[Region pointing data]
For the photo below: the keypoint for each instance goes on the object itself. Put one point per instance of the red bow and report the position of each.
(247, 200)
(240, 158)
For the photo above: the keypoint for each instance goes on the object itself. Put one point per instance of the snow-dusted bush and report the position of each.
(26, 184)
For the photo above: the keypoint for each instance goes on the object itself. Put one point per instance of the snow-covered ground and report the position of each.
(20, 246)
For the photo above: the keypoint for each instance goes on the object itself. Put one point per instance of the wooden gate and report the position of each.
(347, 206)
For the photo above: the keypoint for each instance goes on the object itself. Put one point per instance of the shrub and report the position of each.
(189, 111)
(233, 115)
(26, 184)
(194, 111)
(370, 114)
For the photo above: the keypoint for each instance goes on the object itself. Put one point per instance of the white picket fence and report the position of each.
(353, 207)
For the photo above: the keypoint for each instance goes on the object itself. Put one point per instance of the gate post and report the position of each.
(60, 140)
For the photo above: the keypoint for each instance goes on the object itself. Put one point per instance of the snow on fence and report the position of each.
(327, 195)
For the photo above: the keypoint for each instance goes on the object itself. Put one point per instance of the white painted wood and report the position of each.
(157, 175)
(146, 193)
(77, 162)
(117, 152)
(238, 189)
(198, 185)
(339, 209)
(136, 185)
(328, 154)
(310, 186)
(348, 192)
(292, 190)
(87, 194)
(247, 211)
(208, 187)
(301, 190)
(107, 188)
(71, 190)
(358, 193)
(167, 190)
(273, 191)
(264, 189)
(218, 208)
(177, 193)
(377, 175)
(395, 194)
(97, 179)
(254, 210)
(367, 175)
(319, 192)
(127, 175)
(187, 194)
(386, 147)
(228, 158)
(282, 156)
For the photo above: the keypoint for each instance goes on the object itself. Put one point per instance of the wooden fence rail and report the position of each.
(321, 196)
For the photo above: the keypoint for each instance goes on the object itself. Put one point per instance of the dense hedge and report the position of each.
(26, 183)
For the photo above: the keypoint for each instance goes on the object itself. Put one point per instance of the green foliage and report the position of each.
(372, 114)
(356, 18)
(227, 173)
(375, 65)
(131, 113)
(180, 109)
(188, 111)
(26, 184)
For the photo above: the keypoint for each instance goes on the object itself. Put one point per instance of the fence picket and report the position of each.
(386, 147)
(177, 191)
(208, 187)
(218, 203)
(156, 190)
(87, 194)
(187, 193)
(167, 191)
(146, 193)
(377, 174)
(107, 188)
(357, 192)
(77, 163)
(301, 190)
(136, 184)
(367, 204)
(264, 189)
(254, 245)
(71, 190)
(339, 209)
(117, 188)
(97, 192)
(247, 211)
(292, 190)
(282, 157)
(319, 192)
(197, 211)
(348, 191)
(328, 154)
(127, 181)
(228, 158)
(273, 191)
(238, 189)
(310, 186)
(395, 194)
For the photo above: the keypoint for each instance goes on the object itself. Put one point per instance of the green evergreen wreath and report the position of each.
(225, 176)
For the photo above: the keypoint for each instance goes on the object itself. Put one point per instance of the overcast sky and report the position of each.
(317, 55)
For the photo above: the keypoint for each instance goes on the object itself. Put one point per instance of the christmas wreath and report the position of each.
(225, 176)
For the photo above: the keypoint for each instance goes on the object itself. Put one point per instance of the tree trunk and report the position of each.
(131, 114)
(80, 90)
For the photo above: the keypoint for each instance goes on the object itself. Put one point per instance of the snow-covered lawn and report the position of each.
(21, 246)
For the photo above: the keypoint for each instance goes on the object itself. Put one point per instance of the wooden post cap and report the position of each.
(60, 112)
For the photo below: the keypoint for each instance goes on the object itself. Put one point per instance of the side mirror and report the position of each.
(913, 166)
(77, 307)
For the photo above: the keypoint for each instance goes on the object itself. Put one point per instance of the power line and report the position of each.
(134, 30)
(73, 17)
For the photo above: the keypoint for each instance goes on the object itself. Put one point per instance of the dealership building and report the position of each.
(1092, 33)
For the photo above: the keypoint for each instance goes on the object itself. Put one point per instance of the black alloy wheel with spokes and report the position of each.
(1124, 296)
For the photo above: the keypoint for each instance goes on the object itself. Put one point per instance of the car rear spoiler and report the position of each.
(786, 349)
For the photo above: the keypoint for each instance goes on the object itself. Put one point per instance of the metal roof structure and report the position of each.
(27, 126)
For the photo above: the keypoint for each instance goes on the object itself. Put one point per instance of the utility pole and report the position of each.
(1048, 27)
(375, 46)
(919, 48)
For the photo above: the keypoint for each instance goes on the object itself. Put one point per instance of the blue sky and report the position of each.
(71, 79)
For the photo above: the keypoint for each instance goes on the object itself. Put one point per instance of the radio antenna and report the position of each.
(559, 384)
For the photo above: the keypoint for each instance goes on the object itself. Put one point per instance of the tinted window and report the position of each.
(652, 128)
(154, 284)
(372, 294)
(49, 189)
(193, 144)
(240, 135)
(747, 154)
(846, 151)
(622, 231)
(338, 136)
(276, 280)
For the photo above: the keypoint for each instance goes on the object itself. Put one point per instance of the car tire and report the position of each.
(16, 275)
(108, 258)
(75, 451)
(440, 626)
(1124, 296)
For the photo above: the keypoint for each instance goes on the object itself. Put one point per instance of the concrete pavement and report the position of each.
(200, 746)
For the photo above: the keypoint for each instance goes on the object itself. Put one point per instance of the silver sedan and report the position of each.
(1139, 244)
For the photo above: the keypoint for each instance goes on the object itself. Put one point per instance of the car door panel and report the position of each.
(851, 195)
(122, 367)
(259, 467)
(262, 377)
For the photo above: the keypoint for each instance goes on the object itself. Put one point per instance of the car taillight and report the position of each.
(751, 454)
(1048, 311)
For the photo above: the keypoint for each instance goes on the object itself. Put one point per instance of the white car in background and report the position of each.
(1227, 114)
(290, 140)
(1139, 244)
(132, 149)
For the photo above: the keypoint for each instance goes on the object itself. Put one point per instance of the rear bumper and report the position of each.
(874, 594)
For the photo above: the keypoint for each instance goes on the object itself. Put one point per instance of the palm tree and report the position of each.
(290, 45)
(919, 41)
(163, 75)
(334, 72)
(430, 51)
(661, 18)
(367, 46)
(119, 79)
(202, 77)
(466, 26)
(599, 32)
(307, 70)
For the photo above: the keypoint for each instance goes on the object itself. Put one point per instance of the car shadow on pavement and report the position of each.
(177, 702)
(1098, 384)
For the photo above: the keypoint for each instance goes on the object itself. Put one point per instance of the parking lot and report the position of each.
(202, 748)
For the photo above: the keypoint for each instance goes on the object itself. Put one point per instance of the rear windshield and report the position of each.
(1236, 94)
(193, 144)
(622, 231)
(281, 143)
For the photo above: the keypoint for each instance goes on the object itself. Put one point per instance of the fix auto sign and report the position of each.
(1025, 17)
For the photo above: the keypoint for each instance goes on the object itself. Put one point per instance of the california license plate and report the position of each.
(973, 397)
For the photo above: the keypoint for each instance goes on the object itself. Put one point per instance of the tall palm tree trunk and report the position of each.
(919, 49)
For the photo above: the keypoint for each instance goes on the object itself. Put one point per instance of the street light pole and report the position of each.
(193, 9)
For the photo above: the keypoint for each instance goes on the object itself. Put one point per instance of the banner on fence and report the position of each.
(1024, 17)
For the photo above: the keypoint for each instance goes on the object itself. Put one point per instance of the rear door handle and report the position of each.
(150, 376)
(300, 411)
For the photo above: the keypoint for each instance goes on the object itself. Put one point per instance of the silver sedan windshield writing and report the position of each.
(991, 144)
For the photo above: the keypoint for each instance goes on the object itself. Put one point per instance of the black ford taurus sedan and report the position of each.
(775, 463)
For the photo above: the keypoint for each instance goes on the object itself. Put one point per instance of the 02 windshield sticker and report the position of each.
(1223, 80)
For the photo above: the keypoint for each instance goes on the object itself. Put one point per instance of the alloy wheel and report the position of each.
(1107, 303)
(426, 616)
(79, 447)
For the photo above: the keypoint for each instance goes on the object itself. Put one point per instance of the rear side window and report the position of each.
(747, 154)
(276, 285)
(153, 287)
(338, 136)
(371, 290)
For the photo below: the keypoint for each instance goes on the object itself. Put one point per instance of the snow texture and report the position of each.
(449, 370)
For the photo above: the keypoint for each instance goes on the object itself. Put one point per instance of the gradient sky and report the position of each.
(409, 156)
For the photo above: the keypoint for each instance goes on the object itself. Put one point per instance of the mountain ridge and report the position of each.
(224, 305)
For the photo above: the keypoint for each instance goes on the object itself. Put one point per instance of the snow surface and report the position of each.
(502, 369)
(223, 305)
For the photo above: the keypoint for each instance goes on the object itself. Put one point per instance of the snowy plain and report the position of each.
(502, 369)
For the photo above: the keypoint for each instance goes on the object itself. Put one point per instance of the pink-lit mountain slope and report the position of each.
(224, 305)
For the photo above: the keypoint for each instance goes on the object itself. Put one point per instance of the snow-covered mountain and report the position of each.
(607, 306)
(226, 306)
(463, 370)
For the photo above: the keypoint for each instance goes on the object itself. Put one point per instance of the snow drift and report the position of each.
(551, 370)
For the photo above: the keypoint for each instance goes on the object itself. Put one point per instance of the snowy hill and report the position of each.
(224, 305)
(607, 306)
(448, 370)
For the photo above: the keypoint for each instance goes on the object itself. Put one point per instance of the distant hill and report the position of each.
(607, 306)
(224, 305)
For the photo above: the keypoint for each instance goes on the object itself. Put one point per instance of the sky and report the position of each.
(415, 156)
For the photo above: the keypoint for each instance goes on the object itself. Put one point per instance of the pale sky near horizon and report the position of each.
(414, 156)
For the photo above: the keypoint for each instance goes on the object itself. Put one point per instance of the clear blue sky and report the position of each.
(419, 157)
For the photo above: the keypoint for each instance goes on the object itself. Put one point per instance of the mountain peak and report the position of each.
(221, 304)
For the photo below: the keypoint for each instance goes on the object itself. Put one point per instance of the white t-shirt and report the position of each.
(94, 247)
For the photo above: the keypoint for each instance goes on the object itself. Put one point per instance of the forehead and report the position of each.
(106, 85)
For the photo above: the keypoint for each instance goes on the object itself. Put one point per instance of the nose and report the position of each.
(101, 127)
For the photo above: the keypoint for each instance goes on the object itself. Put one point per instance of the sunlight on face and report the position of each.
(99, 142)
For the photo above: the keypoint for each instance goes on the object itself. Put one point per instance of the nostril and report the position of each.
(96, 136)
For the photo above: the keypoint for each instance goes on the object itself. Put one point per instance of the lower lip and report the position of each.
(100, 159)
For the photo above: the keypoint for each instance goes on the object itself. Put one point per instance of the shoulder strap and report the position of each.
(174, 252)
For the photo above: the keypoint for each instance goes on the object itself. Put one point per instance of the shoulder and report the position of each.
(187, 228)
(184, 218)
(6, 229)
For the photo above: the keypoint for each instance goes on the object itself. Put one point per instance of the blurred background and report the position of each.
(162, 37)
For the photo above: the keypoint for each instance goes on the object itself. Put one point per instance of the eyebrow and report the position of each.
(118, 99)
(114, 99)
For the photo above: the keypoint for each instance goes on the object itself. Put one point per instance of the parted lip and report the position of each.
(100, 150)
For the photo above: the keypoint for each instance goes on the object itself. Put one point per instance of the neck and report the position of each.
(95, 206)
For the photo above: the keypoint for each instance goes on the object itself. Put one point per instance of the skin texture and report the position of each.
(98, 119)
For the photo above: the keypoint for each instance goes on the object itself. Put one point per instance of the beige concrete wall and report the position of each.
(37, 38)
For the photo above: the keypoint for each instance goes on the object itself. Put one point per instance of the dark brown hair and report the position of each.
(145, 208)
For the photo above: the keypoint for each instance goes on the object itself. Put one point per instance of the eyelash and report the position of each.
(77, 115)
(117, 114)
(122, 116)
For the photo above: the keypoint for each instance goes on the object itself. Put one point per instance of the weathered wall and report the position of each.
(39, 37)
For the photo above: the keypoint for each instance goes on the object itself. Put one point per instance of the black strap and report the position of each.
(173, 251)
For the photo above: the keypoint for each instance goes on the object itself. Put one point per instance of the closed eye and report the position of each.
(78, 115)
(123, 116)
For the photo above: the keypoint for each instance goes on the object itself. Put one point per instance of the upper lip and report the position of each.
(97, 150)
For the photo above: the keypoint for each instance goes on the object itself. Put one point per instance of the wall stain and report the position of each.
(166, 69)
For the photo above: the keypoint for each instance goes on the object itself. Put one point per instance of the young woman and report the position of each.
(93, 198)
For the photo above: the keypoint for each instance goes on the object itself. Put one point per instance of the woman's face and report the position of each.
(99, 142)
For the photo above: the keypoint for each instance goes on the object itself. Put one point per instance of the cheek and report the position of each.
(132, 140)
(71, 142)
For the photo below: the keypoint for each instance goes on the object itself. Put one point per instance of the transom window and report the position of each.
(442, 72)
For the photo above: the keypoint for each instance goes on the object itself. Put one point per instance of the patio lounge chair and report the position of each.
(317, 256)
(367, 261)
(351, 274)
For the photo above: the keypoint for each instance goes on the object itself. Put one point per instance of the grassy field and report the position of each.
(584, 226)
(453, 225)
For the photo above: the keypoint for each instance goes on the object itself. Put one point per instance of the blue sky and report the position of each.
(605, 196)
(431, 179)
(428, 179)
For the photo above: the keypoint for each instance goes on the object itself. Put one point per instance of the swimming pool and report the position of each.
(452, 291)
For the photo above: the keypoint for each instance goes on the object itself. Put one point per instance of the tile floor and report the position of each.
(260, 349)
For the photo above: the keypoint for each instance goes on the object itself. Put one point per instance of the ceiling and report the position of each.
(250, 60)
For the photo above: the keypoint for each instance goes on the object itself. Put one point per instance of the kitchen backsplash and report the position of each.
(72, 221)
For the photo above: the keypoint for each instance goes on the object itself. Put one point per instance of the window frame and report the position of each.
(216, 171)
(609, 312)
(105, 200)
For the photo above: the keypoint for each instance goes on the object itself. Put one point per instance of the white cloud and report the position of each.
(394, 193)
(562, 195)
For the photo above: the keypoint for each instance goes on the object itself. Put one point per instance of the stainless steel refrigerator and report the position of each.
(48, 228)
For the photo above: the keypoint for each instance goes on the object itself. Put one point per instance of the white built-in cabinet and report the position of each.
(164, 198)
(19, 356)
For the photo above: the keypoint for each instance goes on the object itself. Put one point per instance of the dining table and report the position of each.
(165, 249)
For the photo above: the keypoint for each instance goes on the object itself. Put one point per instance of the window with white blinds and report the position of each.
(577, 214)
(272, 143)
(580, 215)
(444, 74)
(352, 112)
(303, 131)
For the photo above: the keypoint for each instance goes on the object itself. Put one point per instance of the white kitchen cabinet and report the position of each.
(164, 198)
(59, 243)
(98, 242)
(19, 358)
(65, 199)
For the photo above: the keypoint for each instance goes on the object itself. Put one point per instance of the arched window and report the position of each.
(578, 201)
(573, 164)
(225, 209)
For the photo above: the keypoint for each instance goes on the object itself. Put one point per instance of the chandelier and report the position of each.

▶ _What is needed_: Print exactly the lines from the one containing "cloud and report the position of each." through the last line of the records above, both included.

▶ _Reply to the task_:
For the photo above: the keypoint for each instance goes on the object itself. Put one point per instance of the white cloud and report the position of each.
(394, 193)
(562, 195)
For the photo above: the keypoint for each instance goes on the object itself. Put one point per instance of the stainless steel refrigerator and report the position of each.
(48, 228)
For the photo above: the keypoint for each instance goes on the object itself. Put one point per instance of the white built-in cabinet and report the position of each.
(164, 198)
(19, 356)
For the photo above: the keypoint for each instance goes on the object itself. Put one point per instance of the dining table and report the position of each.
(165, 249)
For the photo above: the keypoint for each instance goes on the object itself. Put one point per instance of the window with white blinds and report the position of each.
(577, 214)
(272, 143)
(580, 215)
(444, 74)
(352, 112)
(303, 131)
For the photo above: the keypoint for each instance goes on the object itself. Put one point per instance of the white kitchen cabinet and report the position of each.
(164, 198)
(59, 243)
(98, 242)
(19, 358)
(65, 199)
For the photo above: the keypoint for each instance goes on the object itself. Put one point per instance of the arched window and report the position of each.
(578, 201)
(573, 164)
(225, 209)
For the photo above: the keypoint for each instance goes on the object itself. Put one point per instance of the chandelier and report the position of each.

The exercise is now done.